[Entries from a pointing dataset]
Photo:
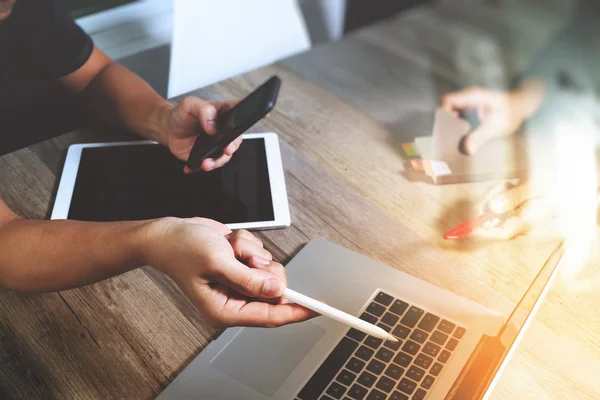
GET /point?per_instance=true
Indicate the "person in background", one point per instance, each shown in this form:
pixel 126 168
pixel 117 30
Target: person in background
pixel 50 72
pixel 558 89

...

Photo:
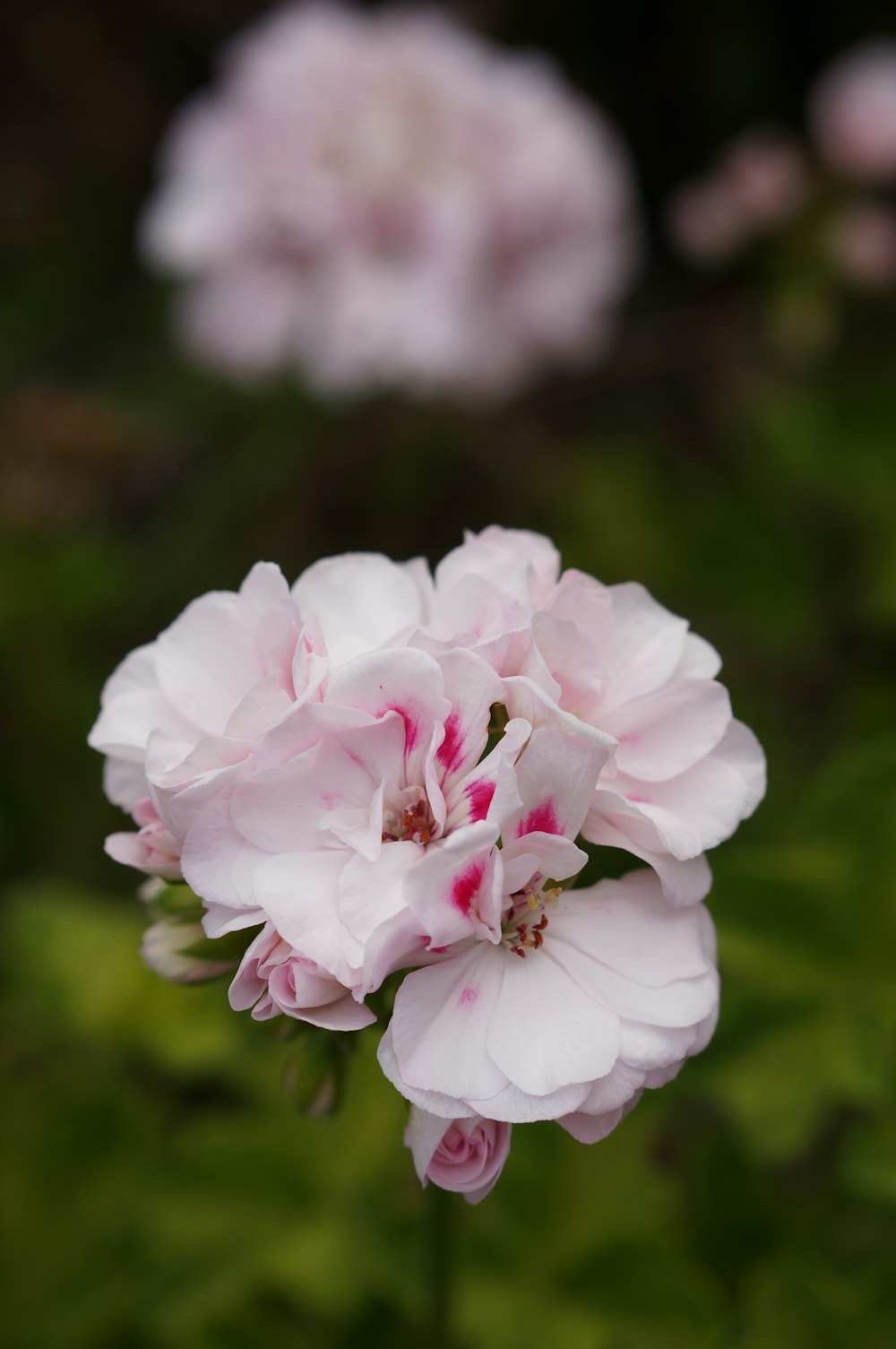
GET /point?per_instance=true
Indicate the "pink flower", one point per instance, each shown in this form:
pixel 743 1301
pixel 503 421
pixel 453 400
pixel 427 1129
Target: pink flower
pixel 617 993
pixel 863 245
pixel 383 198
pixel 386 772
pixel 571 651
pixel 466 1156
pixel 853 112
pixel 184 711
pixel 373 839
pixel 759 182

Task requirements => Return each line of the items that contains the word "pink".

Response =>
Indicate the "pink flower", one point per instance, each shown in this form:
Target: pink flower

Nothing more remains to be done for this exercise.